(Coordinate annotation entries)
_ _ _ _
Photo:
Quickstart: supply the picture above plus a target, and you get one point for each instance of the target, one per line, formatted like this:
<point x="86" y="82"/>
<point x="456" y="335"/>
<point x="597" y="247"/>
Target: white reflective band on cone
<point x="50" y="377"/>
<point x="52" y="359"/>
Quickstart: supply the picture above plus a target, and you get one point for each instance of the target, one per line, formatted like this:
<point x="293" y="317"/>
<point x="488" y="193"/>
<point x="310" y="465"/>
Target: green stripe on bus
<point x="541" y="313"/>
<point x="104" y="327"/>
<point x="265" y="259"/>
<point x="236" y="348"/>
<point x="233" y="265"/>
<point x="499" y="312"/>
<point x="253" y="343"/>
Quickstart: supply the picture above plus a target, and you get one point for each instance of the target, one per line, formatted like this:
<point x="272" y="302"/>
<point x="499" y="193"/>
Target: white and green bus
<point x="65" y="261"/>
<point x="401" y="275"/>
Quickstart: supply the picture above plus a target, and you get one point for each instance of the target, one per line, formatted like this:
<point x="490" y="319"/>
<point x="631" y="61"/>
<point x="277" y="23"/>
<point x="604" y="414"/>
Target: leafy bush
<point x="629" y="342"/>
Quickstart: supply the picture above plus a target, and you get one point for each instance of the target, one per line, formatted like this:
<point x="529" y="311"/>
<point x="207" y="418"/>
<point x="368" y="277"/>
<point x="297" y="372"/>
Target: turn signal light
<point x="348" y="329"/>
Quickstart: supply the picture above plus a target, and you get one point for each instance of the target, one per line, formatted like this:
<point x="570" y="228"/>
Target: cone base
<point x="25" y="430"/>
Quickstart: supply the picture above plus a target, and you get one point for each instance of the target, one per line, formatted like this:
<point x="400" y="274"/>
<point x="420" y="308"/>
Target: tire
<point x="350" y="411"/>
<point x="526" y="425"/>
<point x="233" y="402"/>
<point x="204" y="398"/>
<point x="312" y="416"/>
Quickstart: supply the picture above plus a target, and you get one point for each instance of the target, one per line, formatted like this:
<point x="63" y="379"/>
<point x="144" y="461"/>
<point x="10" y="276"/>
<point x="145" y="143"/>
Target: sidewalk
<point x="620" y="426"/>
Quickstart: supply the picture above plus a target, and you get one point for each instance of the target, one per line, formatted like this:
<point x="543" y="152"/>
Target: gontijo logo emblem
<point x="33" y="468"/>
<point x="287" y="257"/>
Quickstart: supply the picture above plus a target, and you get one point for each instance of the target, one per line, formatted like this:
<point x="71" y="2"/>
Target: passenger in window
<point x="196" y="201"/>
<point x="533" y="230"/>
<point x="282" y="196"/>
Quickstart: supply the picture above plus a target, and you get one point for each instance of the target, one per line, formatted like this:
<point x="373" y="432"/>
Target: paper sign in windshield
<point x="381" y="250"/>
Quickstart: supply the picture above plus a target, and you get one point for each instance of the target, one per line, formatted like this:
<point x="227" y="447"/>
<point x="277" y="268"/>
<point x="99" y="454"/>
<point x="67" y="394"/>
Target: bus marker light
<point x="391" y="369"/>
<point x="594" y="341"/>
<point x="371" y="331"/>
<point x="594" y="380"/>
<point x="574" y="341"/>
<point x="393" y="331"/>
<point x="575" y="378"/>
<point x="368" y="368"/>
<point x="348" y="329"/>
_ _ _ _
The task: Find each line in the rows above that contains the string "light" and copy it. Letter case must match.

Exercise solution:
Target: turn signal light
Target: bus marker light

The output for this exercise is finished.